_Information shown_:
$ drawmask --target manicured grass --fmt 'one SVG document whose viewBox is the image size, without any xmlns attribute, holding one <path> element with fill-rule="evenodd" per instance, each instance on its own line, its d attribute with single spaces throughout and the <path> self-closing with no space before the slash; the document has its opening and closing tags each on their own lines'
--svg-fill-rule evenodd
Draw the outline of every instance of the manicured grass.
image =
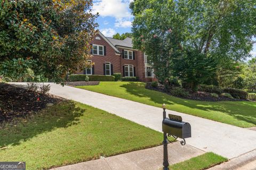
<svg viewBox="0 0 256 170">
<path fill-rule="evenodd" d="M 169 166 L 170 170 L 206 169 L 227 160 L 227 158 L 208 152 Z"/>
<path fill-rule="evenodd" d="M 183 99 L 145 88 L 143 82 L 101 82 L 98 86 L 78 86 L 99 93 L 242 127 L 256 125 L 256 103 L 202 101 Z"/>
<path fill-rule="evenodd" d="M 162 134 L 103 110 L 65 101 L 0 129 L 0 162 L 48 169 L 161 144 Z"/>
</svg>

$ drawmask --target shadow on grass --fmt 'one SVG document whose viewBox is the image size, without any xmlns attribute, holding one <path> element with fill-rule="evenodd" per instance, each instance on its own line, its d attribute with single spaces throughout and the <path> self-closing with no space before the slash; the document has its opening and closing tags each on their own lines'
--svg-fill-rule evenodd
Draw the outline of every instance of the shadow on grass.
<svg viewBox="0 0 256 170">
<path fill-rule="evenodd" d="M 19 119 L 18 123 L 4 124 L 0 129 L 0 148 L 19 145 L 21 141 L 56 128 L 66 128 L 77 124 L 84 110 L 76 107 L 74 102 L 66 101 L 38 112 L 26 120 Z"/>
<path fill-rule="evenodd" d="M 167 105 L 179 104 L 192 109 L 206 112 L 216 111 L 227 114 L 237 120 L 256 125 L 256 103 L 250 101 L 202 101 L 184 99 L 175 97 L 156 91 L 147 89 L 144 83 L 130 82 L 121 86 L 126 91 L 139 97 L 147 97 L 161 106 L 163 103 Z M 159 94 L 161 94 L 159 95 Z M 178 111 L 178 110 L 177 110 Z M 198 113 L 200 114 L 199 113 Z M 210 113 L 209 114 L 211 114 Z M 205 115 L 205 117 L 207 115 Z M 204 115 L 201 114 L 202 117 Z"/>
</svg>

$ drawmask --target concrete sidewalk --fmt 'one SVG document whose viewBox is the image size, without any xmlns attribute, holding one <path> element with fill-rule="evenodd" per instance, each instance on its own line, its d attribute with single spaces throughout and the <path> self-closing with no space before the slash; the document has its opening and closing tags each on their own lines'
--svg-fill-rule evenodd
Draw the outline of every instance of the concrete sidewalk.
<svg viewBox="0 0 256 170">
<path fill-rule="evenodd" d="M 168 144 L 169 164 L 174 164 L 205 153 L 176 142 Z M 52 170 L 157 170 L 162 167 L 163 146 L 52 169 Z"/>
<path fill-rule="evenodd" d="M 26 83 L 18 83 L 26 84 Z M 162 132 L 162 109 L 69 86 L 50 83 L 52 94 L 77 101 Z M 231 159 L 256 149 L 256 131 L 166 110 L 191 126 L 187 144 Z"/>
</svg>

_Exercise aim_:
Pick out every line of the material above that contains the word "outline" and copy each one in full.

_Result of this task_:
Draw the outline of every instance of the manicured grass.
Draw the outline of every instance of the shadow on grass.
Draw the outline of every instance of the concrete sidewalk.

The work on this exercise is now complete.